_SELECTED EXCERPT_.
+-------+

Black men with advanced prostate cancer have a greater chance of survival after immunotherapy treatment, at least in part, because of ancestral gene variants in immune responses. That connection is described in a new study by researchers at Duke Cancer Institute and published recently in the journal Cancer Research Communications. Black men are 70% more likely than white men to have prostate cancer and die at higher rates from the disease , according to the American Cancer Society.
For men with metastatic prostate cancer that has progressed despite hormonal therapy, sipuleucel-T (marketed as Provenge) is the only effective and FDA-approved immunotherapy. While this therapy extends life in all such patients, DCI researchers have recently found that Black men have the greatest survival benefit with this therapy. However, the reasons for this have been unclear until now.
"Our team aims to understand what drives response to immune-based cancer therapies," said study co-lead author Smita Nair, Ph.D., a professor in the departments of Neurosurgery, Surgery, and Pathology.
The researchers built on previously reported findings identifying ancestral differences in how certain proteins called toll-like receptors sense pathogens and direct immune responses. This genetic link has been described in other inflammatory contexts, such as fighting infectious diseases caused by viruses or bacteria, but has not been previously linked to cancer or immunotherapy for cancer. The Duke team's findin.

+-------+

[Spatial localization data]

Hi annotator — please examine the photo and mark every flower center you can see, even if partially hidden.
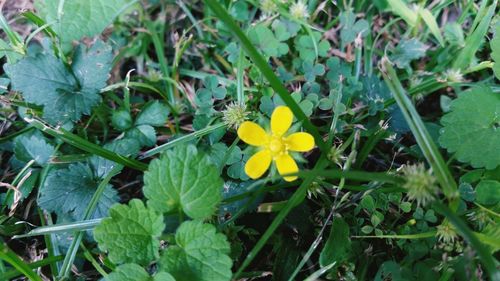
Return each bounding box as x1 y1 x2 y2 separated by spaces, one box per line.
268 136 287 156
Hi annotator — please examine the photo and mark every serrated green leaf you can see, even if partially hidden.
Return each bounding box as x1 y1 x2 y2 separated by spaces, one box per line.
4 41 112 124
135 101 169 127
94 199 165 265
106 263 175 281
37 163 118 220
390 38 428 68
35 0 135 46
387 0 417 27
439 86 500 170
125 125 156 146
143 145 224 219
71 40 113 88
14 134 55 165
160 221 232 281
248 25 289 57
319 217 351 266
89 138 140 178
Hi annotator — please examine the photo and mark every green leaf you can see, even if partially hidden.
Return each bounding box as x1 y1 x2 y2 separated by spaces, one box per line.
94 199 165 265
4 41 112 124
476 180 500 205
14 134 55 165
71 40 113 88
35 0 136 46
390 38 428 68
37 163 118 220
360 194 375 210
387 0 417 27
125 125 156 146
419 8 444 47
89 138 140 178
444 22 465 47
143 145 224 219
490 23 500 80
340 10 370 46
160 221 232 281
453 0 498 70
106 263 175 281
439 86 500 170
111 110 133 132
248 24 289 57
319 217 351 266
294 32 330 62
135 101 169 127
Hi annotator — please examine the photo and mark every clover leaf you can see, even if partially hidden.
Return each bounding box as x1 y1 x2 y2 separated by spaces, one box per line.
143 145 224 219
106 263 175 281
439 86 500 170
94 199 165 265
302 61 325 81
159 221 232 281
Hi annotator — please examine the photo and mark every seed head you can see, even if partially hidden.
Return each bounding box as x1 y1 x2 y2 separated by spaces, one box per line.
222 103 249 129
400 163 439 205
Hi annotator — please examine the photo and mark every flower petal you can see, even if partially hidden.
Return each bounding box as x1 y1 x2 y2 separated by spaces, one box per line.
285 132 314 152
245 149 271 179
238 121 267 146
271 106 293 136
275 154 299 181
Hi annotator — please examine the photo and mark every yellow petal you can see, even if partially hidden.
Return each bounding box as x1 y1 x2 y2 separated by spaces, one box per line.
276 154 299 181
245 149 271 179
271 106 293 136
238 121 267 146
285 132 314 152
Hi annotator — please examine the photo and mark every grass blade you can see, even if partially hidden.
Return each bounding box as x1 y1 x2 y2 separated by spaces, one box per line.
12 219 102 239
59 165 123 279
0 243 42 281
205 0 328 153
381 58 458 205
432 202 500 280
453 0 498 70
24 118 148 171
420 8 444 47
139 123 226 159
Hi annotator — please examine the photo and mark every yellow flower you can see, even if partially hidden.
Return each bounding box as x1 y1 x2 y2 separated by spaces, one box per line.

+-------+

_ACTION ITEM 1_.
How would you render this sentence from the prostate cancer article in Spanish: "However, the reasons for this have been unclear until now."?
_ACTION ITEM 2_.
In the prostate cancer article, which journal published the Duke Cancer Institute study?

_ANSWER 1_.
Sin embargo, las razones de esto no habían estado claras hasta ahora.

_ANSWER 2_.
Cancer Research Communications.